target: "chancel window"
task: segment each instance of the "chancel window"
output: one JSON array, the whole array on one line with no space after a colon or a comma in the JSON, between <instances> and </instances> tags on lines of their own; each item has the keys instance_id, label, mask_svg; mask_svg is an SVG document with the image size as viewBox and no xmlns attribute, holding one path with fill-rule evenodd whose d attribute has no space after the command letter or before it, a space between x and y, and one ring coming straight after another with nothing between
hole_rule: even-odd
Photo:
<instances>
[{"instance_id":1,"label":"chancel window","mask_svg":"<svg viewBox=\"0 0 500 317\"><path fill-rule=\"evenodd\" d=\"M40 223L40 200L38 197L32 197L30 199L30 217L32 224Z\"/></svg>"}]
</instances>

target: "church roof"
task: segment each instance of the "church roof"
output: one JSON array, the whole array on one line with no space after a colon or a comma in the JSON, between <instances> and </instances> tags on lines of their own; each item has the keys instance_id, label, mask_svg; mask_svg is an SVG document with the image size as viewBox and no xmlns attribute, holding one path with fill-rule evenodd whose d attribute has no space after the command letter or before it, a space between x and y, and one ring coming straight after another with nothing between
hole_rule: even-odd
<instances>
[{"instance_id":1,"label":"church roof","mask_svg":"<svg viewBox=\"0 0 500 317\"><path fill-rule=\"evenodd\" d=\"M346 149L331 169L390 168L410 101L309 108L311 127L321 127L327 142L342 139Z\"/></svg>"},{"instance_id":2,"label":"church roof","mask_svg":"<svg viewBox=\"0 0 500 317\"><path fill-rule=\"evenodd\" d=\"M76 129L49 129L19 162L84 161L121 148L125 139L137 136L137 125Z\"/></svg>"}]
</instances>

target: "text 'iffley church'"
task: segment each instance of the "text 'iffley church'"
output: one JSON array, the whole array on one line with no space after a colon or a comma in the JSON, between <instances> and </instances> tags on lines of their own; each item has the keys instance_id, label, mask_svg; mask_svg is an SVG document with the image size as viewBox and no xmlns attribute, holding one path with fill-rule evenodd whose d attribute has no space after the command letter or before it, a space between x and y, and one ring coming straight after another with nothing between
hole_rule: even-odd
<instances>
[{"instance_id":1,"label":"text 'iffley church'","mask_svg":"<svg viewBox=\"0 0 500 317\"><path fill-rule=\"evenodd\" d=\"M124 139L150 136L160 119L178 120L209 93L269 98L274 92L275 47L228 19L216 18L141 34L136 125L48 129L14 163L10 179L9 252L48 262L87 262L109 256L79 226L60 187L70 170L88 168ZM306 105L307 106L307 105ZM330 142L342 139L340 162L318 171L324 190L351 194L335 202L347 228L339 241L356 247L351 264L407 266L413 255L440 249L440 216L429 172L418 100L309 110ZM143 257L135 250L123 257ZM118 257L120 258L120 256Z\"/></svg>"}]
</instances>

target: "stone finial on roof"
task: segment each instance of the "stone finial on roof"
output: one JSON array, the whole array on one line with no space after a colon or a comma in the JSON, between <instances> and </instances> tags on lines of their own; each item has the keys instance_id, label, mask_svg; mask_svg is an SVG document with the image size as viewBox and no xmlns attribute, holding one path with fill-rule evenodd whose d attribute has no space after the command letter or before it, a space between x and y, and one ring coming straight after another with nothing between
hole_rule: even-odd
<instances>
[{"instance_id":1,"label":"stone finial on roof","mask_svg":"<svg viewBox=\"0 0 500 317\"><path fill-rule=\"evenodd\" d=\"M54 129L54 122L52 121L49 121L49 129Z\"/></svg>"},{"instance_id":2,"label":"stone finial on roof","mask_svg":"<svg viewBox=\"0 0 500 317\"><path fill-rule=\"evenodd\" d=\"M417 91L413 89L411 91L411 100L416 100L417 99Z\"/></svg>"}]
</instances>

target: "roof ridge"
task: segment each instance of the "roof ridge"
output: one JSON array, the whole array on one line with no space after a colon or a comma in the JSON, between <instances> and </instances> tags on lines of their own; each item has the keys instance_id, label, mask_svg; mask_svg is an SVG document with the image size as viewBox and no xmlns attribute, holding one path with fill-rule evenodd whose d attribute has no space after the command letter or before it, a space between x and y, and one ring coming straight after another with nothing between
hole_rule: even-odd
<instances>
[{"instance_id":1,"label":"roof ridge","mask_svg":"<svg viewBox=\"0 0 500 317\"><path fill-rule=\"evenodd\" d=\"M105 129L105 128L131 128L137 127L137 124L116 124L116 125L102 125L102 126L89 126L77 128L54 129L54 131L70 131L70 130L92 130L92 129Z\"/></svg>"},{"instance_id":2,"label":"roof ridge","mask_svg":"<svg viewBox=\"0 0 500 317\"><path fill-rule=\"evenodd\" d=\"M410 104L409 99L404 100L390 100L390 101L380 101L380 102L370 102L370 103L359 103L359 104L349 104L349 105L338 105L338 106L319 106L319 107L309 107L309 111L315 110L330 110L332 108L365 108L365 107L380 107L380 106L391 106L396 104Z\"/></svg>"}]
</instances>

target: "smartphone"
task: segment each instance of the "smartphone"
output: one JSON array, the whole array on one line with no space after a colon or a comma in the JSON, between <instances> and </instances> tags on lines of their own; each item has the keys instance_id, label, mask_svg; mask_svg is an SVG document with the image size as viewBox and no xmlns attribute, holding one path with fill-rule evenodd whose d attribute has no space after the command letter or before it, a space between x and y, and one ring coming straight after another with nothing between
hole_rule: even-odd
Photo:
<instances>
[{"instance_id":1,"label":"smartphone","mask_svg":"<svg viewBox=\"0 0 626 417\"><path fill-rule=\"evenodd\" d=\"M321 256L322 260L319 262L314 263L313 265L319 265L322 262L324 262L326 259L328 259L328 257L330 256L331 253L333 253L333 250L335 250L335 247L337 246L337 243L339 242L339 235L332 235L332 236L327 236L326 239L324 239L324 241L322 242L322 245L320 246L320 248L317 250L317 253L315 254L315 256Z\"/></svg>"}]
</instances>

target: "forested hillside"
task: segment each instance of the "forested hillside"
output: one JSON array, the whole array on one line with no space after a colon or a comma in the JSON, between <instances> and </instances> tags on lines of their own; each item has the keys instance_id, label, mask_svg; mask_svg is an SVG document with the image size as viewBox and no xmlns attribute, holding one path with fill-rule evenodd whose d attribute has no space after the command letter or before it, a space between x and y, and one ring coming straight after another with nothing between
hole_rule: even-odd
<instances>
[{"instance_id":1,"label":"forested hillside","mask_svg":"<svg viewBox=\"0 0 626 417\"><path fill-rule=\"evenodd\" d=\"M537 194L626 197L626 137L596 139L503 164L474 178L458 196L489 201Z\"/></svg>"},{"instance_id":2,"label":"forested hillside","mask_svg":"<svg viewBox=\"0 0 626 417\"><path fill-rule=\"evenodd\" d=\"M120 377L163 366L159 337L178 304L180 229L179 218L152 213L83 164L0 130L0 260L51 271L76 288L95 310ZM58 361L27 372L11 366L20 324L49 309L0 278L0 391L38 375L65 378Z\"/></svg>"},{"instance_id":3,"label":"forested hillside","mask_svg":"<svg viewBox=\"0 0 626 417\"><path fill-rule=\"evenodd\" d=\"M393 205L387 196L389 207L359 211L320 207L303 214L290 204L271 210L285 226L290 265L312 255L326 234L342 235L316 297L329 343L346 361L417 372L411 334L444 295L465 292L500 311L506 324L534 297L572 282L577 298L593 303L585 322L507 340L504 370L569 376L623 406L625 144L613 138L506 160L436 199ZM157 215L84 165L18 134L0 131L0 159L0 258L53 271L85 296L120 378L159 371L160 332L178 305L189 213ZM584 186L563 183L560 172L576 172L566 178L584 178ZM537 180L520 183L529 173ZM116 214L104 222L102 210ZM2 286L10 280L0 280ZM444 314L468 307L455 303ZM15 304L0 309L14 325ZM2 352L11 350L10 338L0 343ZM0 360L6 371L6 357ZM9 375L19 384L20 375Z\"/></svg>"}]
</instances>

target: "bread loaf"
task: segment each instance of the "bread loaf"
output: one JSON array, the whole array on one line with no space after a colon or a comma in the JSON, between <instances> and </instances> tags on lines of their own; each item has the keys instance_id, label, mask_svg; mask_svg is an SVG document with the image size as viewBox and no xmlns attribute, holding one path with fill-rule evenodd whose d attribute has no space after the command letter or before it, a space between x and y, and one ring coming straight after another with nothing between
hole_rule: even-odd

§

_What needs to be done_.
Each line above with the string "target" in it should be located and copied.

_Answer for the task_.
target: "chancel window"
target: "church roof"
target: "text 'iffley church'"
target: "stone finial on roof"
target: "roof ridge"
target: "smartphone"
target: "forested hillside"
target: "bread loaf"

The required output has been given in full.